WRITTEN PROBLEM: Rewrite the part of the Boulder Loop Trail thread starting with "A very sad accident" and going on through "article is here.", substituting "autumn foliage" for "fall colors".

PASSAGE:

# Hiker killed in tragic accident on Boulder Loop Trail



## MichaelJ (Oct 23, 2007)

A very sad accident and a reminder to always be aware of our surroundings as the most unexpected could happen at any time...



> When Brian Wood and Stine Rossel sat on a fallen tree at the top of a crest, they thought they had found the perfect perch to view the fall colors.
> Wood said he "scooted over" to be closer to his new wife, then heard a snapping sound - the tree breaking at its roots. In a flash, the part of the tree where they were sitting shifted, sending the couple tumbling down the hill. The tree rolled down on top of them, slamming into Rossel's head and knocking her unconscious.



The full article is here.


----------



## X-Linked (Dec 17, 2007)

That sucks.  That is why you should rope to something definitely sturdy.  I personally never use rope and free climb always.  Just have to move quickly at the sound of anything not staying still.


----------



## MichaelJ (Dec 18, 2007)

Absolutely. It's extra sad because it's an introductory/beginner hiking trail, where you just wouldn't expect lethal dangers. I've sat on fallen trees more times than I can count, and in far more dangerous scenarios, and this poor woman lost her life just sitting down to take in the view.


----------

DATA LINES:
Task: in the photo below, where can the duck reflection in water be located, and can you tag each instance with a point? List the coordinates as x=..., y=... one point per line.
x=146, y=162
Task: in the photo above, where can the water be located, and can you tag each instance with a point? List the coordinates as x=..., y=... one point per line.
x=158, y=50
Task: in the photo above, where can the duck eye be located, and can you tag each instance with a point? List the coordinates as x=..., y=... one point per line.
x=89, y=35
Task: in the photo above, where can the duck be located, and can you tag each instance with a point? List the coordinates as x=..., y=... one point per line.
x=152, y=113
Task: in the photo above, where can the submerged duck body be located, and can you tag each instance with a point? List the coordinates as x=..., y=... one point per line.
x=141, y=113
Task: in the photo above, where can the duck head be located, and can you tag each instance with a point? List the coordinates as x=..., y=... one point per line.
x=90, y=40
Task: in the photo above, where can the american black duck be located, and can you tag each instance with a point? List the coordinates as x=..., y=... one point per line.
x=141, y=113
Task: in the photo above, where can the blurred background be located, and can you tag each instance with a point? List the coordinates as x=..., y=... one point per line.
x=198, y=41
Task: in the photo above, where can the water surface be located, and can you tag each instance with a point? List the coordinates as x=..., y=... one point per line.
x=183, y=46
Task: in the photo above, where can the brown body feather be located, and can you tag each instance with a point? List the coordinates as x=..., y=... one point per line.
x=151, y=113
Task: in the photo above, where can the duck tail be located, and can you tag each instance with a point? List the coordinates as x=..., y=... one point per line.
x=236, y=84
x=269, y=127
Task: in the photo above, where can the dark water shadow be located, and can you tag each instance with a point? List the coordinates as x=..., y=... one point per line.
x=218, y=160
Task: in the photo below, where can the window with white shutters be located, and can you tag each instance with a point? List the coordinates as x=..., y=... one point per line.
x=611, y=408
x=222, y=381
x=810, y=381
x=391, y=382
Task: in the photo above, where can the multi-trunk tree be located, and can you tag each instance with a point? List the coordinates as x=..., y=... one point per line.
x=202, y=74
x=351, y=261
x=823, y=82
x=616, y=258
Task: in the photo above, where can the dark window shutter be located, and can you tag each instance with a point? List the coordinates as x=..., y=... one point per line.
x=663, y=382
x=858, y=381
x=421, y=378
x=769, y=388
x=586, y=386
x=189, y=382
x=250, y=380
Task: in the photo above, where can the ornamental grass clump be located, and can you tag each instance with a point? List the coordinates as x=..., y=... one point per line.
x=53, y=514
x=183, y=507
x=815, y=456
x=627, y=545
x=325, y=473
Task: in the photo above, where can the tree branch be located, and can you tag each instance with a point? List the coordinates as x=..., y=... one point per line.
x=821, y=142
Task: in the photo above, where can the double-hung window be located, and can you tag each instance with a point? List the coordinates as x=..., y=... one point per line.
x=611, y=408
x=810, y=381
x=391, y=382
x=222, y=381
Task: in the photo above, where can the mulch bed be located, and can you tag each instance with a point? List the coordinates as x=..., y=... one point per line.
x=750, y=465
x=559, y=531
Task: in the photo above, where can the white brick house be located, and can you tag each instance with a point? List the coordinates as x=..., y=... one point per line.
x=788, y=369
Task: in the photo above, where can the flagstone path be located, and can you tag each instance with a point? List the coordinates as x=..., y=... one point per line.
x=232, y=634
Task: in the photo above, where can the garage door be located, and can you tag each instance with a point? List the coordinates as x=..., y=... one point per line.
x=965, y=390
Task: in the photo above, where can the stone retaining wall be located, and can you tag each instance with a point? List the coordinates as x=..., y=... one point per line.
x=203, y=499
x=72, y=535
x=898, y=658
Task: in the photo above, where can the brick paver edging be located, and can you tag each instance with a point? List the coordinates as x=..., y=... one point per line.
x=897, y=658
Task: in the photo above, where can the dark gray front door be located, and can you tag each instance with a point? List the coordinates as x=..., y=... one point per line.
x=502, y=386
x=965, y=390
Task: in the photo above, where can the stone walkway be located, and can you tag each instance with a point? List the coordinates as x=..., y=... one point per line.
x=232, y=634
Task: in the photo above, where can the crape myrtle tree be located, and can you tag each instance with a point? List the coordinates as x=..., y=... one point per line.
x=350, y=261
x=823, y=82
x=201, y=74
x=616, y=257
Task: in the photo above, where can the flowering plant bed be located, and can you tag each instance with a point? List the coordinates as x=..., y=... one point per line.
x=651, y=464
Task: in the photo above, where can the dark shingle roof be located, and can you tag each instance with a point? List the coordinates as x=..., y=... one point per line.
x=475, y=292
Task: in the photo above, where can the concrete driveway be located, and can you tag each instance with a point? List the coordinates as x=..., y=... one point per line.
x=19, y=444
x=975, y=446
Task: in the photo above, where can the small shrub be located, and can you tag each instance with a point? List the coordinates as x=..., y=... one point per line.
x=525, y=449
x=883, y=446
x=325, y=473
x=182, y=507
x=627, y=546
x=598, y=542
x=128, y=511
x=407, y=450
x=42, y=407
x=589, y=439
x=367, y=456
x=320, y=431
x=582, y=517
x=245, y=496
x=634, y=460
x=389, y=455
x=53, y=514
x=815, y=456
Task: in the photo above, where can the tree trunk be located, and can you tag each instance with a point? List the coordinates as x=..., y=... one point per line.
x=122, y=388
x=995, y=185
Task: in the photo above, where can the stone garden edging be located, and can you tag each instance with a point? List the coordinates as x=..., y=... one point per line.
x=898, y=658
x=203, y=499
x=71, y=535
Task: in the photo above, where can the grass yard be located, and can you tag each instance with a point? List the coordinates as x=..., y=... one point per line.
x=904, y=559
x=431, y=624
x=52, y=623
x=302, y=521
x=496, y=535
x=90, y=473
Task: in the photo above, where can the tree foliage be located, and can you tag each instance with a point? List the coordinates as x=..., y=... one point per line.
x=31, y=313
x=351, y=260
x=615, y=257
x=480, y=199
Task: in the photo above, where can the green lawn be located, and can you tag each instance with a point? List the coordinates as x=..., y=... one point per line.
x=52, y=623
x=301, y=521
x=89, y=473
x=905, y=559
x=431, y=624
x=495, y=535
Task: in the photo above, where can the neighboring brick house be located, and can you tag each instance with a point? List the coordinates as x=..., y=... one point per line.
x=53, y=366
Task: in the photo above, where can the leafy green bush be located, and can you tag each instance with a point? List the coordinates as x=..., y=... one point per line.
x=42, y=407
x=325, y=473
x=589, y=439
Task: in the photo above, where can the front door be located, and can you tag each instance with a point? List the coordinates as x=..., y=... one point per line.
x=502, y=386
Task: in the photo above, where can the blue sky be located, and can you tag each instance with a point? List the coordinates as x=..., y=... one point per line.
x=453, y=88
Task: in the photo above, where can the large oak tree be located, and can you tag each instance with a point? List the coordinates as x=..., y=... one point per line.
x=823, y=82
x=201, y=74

RESULT FOR THIS TASK:
A very sad accident and a reminder to always be aware of our surroundings as the most unexpected could happen at any time...



> When Brian Wood and Stine Rossel sat on a fallen tree at the top of a crest, they thought they had found the perfect perch to view the autumn foliage.
> Wood said he "scooted over" to be closer to his new wife, then heard a snapping sound - the tree breaking at its roots. In a flash, the part of the tree where they were sitting shifted, sending the couple tumbling down the hill. The tree rolled down on top of them, slamming into Rossel's head and knocking her unconscious.



The full article is here.